--- Extract to read ---
The case of Ai Weiwei
(Through haunting images...)
Last February 14,000 used orange life jackets were wrapped around the columns of the Konzerthaus in Berlin, turning the 19th century landmark into an eerie reminder of the ongoing plight of refugees. According to the International Organization for Migration, during the first six months of 2016 more than 3,000 people were drowned crossing the Mediterranean Sea. At the same time nearly 250,000 people arrived in Europe. Produced by the renowned Chinese visual artist Ai Weiwei, this may well have been the most pertinent artistic intervention addressing the refugee crisis. Locating his work in the heart of Europe, timing it to the highly publicized 66th Berlinale International Film Festival, he had every TV channel, newspaper, magazine, and website covering his installation.
On the same occasion, during a Cinema for Peace fundraiser, where he served as honorary president, Ai asked his high-profile guests to wear emergency thermal blankets, donate similar items to refugees, and also take some selfies, an idea which generated provocative, controversial images. A few weeks earlier, he had visited the island of Lesbos, one of the main points of entry for refugees and immigrants who cross the Aegean Sea in their passage from Turkey to Greece. His visit was fully covered by the Greek media creating mixed feelings, ranging from outrage to indifference, about the extent to which the dissident art star’s presence would be of any help to the worn out refugees or poor islanders.

--- Recorded information ---
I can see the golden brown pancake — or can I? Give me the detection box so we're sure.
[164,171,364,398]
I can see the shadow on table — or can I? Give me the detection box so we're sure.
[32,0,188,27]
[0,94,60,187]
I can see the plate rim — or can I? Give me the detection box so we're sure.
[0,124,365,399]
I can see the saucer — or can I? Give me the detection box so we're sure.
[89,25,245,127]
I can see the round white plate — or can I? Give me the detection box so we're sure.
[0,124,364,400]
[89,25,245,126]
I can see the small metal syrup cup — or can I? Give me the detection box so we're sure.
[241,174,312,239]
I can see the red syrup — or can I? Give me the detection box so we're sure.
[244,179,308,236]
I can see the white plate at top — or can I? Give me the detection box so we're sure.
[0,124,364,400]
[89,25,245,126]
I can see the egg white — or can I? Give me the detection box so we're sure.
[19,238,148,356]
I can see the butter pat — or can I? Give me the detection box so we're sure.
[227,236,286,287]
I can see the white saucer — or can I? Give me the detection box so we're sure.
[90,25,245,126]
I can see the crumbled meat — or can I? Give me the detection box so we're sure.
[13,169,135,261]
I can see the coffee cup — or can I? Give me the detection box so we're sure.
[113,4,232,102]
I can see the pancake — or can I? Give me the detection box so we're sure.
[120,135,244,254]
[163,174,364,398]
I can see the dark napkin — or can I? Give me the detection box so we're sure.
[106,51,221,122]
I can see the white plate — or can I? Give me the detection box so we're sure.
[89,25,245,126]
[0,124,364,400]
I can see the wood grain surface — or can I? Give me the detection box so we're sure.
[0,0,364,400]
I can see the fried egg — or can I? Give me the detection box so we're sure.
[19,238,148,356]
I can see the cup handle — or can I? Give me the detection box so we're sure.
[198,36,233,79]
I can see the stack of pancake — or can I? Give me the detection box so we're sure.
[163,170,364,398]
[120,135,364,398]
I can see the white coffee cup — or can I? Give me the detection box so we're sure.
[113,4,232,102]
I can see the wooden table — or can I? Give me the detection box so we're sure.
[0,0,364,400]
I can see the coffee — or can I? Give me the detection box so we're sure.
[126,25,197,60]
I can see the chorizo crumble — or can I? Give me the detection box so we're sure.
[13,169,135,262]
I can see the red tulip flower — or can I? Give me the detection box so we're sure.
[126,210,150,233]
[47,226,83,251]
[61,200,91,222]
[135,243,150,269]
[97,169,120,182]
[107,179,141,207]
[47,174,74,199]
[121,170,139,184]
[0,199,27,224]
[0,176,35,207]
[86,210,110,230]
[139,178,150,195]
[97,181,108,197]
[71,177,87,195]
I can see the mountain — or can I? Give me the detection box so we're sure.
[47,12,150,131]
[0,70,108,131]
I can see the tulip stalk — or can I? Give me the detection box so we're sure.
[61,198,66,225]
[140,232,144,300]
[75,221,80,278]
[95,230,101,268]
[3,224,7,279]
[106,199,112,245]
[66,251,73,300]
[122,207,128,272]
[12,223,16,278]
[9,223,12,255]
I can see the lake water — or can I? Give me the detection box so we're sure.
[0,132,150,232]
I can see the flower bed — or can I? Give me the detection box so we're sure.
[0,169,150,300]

--- What you will do ---
• A. Using the Ai Weiwei article, answer each question:
(i) How many used life jackets were wrapped around the columns of the Konzerthaus?
(ii) Which event was the installation timed to coincide with?
(iii) What role did Ai hold at the Cinema for Peace fundraiser?
• B. Write out the Ai Weiwei article word for word, from "Last February 14,000" down to "covering his installation.".
The items play no part in any of the work here.

--- Task solutions ---
• A.
(i) 14,000
(ii) The 66th Berlinale International Film Festival
(iii) Honorary president

• B.
Last February 14,000 used orange life jackets were wrapped around the columns of the Konzerthaus in Berlin, turning the 19th century landmark into an eerie reminder of the ongoing plight of refugees. According to the International Organization for Migration, during the first six months of 2016 more than 3,000 people were drowned crossing the Mediterranean Sea. At the same time nearly 250,000 people arrived in Europe. Produced by the renowned Chinese visual artist Ai Weiwei, this may well have been the most pertinent artistic intervention addressing the refugee crisis. Locating his work in the heart of Europe, timing it to the highly publicized 66th Berlinale International Film Festival, he had every TV channel, newspaper, magazine, and website covering his installation.